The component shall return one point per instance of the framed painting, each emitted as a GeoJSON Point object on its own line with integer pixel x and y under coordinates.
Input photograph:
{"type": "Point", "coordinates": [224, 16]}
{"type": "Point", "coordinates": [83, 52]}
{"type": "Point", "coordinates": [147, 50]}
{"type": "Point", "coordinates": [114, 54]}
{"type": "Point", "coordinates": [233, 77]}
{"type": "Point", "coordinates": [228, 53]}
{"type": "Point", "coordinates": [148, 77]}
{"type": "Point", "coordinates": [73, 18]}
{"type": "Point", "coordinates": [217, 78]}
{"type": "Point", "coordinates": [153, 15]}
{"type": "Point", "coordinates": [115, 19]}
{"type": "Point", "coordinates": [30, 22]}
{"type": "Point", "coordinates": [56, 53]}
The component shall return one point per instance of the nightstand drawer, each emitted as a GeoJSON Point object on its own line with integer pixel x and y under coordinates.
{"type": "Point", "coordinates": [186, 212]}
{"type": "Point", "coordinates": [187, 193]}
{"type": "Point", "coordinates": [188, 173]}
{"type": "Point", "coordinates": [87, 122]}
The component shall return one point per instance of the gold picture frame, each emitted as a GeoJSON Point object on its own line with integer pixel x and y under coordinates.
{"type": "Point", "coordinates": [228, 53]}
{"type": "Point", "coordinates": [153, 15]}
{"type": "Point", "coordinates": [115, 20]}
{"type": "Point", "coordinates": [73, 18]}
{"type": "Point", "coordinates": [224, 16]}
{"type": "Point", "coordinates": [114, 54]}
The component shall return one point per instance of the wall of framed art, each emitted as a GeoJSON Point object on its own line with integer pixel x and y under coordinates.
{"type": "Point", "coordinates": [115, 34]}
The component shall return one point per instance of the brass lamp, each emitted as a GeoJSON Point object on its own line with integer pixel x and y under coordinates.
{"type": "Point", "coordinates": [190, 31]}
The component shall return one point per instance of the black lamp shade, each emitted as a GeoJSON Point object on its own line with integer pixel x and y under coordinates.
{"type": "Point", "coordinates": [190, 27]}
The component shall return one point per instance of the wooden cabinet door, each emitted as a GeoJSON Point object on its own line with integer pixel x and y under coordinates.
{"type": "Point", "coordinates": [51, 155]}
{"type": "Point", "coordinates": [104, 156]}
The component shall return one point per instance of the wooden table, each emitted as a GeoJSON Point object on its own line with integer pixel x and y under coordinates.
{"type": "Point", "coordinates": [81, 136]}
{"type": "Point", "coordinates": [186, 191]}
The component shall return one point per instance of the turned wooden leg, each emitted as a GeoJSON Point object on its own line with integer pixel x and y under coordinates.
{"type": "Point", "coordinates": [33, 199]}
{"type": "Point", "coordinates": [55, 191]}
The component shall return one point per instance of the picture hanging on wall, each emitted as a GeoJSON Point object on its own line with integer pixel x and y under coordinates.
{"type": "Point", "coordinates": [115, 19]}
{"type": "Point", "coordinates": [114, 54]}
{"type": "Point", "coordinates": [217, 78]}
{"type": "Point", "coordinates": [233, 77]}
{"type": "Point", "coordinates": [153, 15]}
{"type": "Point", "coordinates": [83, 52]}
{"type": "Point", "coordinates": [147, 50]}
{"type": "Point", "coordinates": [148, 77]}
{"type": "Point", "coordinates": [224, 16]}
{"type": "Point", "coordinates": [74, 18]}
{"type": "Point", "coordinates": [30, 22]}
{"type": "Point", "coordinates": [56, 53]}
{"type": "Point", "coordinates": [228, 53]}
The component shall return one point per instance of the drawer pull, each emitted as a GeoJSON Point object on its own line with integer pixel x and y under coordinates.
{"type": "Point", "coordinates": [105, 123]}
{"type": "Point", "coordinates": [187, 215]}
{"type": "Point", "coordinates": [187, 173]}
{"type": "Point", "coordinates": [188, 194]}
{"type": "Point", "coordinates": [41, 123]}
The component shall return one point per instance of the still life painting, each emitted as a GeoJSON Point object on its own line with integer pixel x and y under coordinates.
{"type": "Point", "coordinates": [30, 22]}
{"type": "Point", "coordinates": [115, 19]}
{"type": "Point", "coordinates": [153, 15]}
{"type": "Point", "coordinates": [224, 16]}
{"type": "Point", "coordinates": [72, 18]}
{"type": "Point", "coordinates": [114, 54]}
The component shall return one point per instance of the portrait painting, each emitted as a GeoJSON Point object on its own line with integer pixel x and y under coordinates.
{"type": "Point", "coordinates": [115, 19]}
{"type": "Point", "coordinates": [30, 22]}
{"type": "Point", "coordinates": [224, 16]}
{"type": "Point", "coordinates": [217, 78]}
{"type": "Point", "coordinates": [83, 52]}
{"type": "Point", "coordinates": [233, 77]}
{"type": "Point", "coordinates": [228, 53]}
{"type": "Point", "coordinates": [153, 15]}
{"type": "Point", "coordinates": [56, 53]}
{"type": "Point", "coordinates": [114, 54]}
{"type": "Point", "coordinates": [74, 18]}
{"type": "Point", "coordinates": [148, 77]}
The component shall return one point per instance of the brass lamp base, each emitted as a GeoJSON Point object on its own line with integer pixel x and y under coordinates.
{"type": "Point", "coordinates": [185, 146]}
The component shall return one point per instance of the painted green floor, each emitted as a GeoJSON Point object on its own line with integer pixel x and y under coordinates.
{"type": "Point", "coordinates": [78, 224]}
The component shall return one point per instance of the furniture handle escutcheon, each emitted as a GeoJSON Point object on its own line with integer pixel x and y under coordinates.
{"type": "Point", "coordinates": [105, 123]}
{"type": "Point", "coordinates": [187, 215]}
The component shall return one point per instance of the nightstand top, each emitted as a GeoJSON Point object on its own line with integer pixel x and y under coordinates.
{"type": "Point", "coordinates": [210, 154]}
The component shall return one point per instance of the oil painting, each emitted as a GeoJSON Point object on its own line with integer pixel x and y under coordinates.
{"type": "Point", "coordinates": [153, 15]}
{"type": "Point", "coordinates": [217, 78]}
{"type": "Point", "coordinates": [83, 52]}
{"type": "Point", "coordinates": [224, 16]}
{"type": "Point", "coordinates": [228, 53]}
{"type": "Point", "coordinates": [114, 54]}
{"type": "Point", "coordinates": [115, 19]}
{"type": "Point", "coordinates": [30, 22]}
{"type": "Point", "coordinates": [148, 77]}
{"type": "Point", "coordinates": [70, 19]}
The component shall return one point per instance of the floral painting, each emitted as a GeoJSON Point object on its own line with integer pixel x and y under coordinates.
+++
Reproduce the listing from the "The component shall return one point per instance of the oil" line onward, verbatim.

The completed task —
The component shall return one point per instance of the oil painting, each emitted as a GeoJSON Point object on its own line with integer pixel x and y under coordinates.
{"type": "Point", "coordinates": [153, 15]}
{"type": "Point", "coordinates": [217, 78]}
{"type": "Point", "coordinates": [83, 52]}
{"type": "Point", "coordinates": [224, 16]}
{"type": "Point", "coordinates": [228, 53]}
{"type": "Point", "coordinates": [114, 54]}
{"type": "Point", "coordinates": [115, 19]}
{"type": "Point", "coordinates": [30, 22]}
{"type": "Point", "coordinates": [148, 77]}
{"type": "Point", "coordinates": [70, 19]}
The component shall return one point per instance of the floral painting, each emitted as a GeoJSON Point object on its own line with integer pixel x and y under coordinates.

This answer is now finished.